# EXERCISE PASSAGE:
One of the most important things you can do as you care for Mom this winter is ensure that she receives her annual flu shot early in the season. Even if she walks two miles every day and eats eight servings of veggies and fruits, her aging immune system makes her more susceptible to catching the flu. If you need an extra dose of encouragement, here are three good reasons to get her to the pharmacy or doctor’s office.
1. Seniors are a high-risk population for influenza and complications
In addition to their increased susceptibility for catching the flu, older adults are far more likely to develop life-threatening complications, like pneumonia, than any other age group.
The Centers for Disease Control and Prevention estimates that in recent years, up to 90 percent of the flu-related deaths have occurred in Americans age 65 and over. Seniors account for nearly 70 percent of all hospitalizations for flu-related complications. Seniors with chronic conditions, like COPD, diabetes, and heart disease, are especially vulnerable to complications from the flu, and 86 percent of U.S. adults over age 65 have at least one chronic condition.
If you do care for Mom during a bout with the flu, be sure she rests and drinks a large amount of nutritious fluids to build strength. Ask her doctor about influenza antiviral drugs that may shorten her illness, and if she’s not had a pneumococcal vaccine, explore this option, too.
2. The 2014-2015 flu season was the worst in recent history for older adults
Influenza activity started early in 2014 and lasted long into 2015, according to the CDC. It also took a severe toll on the elderly. The CDC recorded more hospitalizations for Americans over 65 than in any year since 2005.

# CHECK YOUR UNDERSTANDING:
(1) In the flu shot text, substitute "clinic" for "pharmacy" and write out the passage that begins at the words "One of the most" and stops after "other age group.".
(2) Turn the paragraph of the flu shot text that opens with "The Centers for Disease Control and Prevention estimates" into a short bulleted list that keeps its main facts.
The rows come from a different source than the text.

# DATA FOR REVIEW:
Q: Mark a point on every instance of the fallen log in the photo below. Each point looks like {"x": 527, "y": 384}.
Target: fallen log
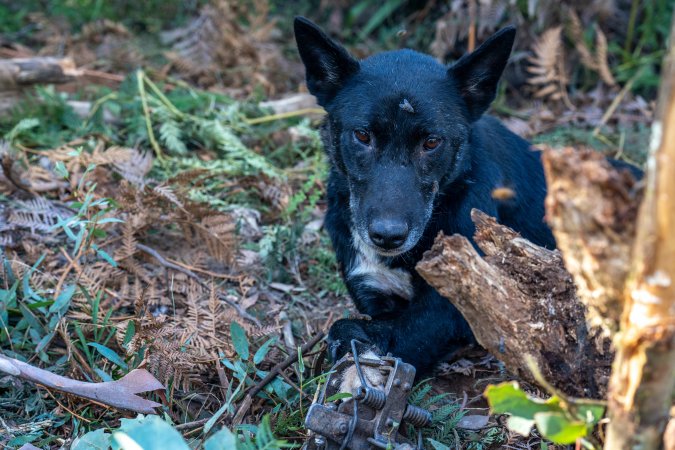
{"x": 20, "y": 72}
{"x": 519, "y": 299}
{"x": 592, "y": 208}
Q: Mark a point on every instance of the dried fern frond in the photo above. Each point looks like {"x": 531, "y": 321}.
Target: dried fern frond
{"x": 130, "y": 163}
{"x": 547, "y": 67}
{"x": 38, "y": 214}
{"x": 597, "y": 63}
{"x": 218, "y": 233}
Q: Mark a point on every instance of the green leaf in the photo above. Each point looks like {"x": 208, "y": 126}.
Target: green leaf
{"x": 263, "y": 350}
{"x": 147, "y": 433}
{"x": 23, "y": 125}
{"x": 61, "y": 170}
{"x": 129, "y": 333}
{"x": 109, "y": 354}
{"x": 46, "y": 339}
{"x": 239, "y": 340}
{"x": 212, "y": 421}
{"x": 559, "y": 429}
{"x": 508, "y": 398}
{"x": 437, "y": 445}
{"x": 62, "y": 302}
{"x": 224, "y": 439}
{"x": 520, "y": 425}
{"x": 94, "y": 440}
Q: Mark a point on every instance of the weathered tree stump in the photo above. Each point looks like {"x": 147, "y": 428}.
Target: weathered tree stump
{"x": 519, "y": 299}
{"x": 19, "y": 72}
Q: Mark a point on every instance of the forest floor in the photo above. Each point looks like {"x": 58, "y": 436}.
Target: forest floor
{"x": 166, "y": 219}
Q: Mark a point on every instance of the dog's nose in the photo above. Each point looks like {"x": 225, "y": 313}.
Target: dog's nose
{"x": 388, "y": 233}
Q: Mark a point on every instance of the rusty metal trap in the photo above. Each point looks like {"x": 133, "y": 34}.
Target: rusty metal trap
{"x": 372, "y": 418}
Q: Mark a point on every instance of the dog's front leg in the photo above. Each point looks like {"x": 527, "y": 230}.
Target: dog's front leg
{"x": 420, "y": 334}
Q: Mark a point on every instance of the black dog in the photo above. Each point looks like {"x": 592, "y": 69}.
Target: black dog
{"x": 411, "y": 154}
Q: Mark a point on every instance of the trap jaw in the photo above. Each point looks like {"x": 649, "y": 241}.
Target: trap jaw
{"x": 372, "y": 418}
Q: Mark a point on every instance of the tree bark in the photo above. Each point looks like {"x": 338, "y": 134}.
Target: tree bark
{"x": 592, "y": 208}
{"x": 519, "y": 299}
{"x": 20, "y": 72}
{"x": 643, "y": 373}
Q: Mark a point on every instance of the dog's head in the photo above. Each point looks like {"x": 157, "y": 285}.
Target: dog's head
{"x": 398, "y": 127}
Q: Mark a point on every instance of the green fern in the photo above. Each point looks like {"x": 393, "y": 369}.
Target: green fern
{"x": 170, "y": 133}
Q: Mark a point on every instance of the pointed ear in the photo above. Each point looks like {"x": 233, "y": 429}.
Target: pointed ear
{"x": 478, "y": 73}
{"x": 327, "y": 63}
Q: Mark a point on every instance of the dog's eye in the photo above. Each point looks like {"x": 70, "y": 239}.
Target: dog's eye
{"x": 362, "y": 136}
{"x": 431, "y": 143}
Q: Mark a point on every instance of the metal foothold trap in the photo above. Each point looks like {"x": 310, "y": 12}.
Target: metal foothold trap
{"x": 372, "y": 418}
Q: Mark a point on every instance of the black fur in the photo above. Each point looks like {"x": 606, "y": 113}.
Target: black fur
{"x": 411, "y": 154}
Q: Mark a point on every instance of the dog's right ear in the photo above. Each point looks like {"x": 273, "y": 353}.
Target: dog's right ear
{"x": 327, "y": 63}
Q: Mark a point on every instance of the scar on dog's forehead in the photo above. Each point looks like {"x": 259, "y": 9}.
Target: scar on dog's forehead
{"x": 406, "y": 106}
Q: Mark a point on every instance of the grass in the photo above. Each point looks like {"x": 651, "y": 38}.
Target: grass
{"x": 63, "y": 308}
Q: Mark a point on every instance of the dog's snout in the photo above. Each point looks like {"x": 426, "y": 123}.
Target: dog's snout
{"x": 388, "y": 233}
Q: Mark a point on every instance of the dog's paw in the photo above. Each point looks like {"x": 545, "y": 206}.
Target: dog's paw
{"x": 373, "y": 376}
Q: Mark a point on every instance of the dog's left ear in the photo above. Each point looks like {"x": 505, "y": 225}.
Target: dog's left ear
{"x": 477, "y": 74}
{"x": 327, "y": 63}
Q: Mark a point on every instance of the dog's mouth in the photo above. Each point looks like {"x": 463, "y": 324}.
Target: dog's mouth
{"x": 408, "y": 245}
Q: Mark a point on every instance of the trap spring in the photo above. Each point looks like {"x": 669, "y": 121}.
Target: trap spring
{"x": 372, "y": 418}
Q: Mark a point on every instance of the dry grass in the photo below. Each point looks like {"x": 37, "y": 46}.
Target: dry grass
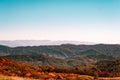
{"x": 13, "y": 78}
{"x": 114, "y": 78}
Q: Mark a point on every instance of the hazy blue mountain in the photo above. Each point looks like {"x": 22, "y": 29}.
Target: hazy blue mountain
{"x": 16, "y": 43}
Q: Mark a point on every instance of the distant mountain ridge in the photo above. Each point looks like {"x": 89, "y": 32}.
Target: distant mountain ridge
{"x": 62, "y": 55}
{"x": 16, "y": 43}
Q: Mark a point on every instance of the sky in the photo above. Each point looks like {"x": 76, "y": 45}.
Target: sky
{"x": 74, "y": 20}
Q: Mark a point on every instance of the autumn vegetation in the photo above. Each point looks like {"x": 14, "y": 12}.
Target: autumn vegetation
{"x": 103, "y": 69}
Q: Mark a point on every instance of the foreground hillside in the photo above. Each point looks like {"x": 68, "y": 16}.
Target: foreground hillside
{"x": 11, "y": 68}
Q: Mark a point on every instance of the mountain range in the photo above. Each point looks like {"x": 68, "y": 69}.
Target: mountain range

# EXPECTED RESULTS:
(1)
One of the most important things you can do as you care for Mom this winter is ensure that she receives her annual flu shot early in the season. Even if she walks two miles every day and eats eight servings of veggies and fruits, her aging immune system makes her more susceptible to catching the flu. If you need an extra dose of encouragement, here are three good reasons to get her to the clinic or doctor’s office.
1. Seniors are a high-risk population for influenza and complications
In addition to their increased susceptibility for catching the flu, older adults are far more likely to develop life-threatening complications, like pneumonia, than any other age group.

(2)
- The CDC estimates that in recent years up to 90 percent of flu-related deaths occurred in Americans age 65 and over.
- Seniors account for nearly 70 percent of hospitalizations for flu-related complications.
- Seniors with chronic conditions such as COPD, diabetes, and heart disease are especially vulnerable to flu complications.
- 86 percent of U.S. adults over 65 have at least one chronic condition.